[Labeling and segmentation records]
==============================

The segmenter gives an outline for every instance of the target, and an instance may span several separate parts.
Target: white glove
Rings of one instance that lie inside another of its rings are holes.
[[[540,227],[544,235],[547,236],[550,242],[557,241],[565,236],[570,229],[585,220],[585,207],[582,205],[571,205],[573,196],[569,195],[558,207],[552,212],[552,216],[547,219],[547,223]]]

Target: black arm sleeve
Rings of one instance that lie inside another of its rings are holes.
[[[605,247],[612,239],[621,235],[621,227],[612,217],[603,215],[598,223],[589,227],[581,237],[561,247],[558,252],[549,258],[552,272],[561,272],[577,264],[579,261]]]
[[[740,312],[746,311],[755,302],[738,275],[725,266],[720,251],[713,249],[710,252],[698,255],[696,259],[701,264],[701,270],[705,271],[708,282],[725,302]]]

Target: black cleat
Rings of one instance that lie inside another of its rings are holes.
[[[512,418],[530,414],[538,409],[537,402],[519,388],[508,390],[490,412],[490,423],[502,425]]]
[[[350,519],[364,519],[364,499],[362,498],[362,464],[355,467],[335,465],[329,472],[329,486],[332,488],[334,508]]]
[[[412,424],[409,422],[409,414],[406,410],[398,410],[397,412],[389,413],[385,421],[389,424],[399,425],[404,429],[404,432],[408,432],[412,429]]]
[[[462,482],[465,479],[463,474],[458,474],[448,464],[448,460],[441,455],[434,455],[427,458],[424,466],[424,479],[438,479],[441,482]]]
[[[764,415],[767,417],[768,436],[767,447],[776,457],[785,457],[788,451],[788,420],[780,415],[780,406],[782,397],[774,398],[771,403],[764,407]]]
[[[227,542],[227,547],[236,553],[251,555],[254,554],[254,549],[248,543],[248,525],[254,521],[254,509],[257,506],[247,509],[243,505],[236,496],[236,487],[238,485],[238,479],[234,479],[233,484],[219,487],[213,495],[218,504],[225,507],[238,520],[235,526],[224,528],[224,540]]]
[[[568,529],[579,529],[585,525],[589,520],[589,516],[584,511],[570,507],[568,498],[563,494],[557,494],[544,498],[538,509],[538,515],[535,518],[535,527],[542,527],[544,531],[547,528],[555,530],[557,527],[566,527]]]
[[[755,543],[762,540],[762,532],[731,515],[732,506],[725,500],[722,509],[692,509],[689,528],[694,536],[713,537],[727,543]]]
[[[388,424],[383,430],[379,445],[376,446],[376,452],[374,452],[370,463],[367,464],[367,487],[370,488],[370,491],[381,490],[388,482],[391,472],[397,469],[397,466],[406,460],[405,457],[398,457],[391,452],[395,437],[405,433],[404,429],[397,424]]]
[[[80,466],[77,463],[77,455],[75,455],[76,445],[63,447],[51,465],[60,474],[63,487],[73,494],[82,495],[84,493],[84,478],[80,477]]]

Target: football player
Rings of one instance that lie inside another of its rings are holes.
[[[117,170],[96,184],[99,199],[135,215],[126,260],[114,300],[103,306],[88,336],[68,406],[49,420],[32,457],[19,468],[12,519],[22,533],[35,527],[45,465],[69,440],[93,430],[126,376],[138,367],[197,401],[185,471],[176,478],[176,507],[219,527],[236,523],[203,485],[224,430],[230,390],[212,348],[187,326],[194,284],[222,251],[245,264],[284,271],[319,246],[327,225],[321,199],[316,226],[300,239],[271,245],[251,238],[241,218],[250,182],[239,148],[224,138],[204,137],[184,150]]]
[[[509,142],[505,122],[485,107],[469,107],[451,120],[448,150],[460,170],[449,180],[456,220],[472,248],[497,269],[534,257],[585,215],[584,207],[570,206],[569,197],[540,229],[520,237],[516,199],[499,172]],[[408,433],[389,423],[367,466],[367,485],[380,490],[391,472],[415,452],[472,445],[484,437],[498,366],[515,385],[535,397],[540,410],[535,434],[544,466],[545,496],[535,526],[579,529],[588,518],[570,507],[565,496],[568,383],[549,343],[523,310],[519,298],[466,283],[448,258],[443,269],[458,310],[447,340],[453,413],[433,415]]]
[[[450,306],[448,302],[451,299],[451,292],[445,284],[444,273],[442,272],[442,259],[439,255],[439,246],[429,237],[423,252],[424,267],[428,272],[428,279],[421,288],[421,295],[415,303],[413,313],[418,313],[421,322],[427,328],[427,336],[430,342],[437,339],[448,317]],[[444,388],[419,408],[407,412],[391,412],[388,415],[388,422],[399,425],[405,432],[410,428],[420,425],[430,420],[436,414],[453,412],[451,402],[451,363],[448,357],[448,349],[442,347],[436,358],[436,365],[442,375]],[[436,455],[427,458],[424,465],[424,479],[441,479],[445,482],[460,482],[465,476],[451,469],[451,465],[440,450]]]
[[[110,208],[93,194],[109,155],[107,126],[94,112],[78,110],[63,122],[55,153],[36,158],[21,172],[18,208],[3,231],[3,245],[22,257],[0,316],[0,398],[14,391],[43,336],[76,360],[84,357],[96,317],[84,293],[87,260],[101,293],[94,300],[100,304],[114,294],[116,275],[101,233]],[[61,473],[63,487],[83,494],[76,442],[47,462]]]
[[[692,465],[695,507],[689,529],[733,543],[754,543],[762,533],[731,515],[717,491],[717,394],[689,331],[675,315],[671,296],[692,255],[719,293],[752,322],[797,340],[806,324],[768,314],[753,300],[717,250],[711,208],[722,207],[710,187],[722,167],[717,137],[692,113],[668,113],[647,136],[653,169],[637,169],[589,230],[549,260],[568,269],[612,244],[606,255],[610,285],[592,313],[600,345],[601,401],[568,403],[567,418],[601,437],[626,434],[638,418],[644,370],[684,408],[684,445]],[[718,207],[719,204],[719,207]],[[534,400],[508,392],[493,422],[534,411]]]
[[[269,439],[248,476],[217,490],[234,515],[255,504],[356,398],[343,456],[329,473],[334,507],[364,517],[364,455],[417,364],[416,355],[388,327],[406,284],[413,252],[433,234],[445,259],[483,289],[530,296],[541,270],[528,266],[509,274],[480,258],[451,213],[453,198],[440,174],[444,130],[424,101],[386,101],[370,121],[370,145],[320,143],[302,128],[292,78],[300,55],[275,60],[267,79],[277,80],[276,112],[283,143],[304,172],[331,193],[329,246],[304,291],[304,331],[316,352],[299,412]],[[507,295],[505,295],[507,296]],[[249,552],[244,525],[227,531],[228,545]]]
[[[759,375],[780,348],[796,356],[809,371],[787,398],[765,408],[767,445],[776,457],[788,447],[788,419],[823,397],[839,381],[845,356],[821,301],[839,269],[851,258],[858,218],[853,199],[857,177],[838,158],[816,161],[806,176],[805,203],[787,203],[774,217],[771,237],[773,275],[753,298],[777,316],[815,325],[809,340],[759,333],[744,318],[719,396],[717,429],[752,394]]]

==============================

## WHAT THE TASK REQUIRES
Gather every line in the entries above that contains the word "black", and copy each of those lines in full.

## SOLUTION TO THE PROBLEM
Target: black arm sleeve
Target: black cleat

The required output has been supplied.